- Prompt
With the line containing "[locate] tree branch" as the first line and the last line of the records as the final one, reproduce that range exactly.

- Record list
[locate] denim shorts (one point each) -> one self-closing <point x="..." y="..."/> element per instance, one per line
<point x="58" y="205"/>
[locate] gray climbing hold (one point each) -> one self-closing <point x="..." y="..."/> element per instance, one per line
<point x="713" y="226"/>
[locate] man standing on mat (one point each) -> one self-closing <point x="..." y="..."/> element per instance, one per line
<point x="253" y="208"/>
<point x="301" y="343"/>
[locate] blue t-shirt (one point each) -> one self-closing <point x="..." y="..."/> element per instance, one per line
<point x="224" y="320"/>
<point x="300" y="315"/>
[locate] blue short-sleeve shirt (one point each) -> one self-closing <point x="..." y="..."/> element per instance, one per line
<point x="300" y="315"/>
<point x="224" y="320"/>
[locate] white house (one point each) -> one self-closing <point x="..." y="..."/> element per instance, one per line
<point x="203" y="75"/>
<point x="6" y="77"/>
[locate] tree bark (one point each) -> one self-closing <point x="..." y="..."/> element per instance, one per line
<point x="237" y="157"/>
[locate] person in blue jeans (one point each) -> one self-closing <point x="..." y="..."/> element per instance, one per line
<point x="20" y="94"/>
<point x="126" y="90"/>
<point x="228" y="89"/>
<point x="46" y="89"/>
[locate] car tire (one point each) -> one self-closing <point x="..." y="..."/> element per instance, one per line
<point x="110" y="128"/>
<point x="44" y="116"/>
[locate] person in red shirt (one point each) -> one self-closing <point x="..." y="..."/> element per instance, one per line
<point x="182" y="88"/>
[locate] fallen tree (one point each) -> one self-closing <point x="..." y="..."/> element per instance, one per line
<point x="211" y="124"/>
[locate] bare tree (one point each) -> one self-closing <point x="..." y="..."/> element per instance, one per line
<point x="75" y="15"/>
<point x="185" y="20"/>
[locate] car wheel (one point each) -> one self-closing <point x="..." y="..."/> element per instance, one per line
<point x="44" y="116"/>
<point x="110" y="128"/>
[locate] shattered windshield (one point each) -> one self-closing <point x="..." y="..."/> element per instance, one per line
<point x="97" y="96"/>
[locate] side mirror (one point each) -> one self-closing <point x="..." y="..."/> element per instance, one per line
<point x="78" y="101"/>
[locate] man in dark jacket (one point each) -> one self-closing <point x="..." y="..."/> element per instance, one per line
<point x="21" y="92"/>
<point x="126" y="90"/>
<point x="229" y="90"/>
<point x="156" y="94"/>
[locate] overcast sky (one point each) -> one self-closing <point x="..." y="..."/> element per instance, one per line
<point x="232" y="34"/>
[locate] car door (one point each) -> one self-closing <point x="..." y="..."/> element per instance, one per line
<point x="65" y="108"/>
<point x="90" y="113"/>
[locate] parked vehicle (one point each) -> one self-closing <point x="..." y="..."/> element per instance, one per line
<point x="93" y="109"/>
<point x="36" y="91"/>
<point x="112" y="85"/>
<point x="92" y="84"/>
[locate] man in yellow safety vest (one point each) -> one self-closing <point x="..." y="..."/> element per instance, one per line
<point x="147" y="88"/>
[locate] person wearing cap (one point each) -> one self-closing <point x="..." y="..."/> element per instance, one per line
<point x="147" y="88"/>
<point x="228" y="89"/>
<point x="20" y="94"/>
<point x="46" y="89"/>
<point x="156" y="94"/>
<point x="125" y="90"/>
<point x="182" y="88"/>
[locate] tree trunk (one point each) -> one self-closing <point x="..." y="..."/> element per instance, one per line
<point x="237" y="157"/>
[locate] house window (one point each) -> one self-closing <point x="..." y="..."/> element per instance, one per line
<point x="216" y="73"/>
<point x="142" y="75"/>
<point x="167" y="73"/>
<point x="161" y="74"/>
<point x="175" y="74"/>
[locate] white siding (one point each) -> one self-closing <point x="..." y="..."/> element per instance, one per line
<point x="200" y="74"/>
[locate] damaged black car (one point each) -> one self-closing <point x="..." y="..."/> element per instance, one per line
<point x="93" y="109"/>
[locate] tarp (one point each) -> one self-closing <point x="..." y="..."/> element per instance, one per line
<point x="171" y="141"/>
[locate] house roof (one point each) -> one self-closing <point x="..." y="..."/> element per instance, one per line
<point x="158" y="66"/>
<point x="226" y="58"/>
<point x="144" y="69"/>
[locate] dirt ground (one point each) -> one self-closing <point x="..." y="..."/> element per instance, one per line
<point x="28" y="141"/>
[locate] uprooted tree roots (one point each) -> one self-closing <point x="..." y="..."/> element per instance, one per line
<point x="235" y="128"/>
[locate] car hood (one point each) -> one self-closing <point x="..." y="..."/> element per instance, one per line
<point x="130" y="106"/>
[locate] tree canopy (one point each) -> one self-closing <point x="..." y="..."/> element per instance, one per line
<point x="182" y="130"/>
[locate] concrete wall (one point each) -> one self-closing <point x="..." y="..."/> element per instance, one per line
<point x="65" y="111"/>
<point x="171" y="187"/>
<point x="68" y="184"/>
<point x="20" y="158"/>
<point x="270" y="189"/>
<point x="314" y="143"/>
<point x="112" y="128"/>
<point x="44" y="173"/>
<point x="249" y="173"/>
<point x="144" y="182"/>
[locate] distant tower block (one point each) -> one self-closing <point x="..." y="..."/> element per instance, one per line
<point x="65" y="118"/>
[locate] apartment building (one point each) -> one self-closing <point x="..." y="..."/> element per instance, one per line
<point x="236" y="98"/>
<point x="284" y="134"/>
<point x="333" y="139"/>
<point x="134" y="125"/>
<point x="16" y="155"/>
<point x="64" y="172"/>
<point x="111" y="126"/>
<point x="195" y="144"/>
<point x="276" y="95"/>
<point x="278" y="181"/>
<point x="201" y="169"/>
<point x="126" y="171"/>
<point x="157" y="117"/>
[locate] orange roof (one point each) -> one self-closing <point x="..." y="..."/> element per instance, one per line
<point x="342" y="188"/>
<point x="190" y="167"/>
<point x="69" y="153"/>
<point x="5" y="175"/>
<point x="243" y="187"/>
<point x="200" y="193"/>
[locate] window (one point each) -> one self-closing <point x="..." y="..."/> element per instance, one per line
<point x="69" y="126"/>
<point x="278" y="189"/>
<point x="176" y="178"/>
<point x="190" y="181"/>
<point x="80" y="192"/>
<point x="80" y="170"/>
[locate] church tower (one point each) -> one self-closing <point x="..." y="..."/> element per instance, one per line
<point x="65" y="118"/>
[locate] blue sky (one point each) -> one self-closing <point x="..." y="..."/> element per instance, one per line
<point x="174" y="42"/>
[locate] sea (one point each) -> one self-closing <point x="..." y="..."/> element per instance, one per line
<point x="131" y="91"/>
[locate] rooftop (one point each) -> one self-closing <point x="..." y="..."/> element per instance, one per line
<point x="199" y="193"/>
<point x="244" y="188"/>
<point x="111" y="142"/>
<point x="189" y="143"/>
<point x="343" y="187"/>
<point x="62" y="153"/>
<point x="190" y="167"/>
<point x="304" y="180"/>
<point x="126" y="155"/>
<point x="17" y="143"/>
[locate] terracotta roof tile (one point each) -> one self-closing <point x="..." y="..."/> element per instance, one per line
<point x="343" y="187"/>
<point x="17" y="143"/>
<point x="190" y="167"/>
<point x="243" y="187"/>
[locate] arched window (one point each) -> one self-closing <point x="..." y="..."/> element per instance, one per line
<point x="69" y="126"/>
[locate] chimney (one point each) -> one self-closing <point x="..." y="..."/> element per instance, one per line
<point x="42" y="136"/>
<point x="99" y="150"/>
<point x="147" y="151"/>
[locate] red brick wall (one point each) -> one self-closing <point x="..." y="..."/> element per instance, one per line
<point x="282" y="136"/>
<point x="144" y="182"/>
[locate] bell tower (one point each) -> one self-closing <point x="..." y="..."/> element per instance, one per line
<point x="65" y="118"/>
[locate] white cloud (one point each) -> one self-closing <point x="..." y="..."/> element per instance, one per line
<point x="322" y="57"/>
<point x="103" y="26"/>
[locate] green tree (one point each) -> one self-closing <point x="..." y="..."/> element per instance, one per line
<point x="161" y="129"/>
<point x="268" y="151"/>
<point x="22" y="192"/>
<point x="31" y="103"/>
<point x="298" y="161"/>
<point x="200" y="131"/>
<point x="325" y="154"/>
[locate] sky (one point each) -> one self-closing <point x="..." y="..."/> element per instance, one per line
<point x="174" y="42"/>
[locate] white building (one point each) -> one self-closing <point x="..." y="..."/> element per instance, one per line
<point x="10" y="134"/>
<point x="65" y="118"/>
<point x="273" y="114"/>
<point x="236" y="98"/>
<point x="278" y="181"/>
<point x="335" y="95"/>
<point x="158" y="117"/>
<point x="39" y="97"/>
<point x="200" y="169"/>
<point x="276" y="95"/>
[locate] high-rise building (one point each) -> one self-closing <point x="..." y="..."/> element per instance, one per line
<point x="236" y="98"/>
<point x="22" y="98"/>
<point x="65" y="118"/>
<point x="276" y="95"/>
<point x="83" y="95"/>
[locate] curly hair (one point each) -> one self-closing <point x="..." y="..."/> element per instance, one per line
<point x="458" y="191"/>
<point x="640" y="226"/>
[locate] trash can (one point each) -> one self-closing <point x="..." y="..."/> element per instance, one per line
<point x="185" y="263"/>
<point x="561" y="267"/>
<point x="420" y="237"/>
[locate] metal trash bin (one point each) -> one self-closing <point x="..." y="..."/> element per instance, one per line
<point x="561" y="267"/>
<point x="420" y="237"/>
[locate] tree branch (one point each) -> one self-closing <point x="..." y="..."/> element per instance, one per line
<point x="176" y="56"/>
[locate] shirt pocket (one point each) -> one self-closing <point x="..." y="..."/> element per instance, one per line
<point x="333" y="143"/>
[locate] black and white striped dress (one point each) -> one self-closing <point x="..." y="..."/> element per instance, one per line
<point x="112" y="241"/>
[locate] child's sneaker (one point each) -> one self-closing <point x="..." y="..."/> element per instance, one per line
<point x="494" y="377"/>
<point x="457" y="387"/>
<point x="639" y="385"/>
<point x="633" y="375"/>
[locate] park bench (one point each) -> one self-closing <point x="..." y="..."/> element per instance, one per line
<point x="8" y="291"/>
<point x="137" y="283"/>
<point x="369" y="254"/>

- Exercise answer
[locate] tree branch (one point each) -> one self-closing <point x="..." y="..."/> element per instance, one per line
<point x="176" y="56"/>
[locate] shirt pocket (one point each) -> one self-closing <point x="..." y="..."/> element per instance, one per line
<point x="333" y="143"/>
[locate] black and white striped dress (one point each) -> one self-closing <point x="..." y="..."/> element per instance, one per line
<point x="112" y="241"/>
[locate] child's sneaker (one point each) -> one self-closing <point x="..." y="..."/> element per instance, one per line
<point x="494" y="377"/>
<point x="457" y="387"/>
<point x="639" y="385"/>
<point x="633" y="375"/>
[locate] park bench (one point each) -> one self-closing <point x="..." y="..."/> element per instance, one per line
<point x="8" y="291"/>
<point x="137" y="283"/>
<point x="369" y="254"/>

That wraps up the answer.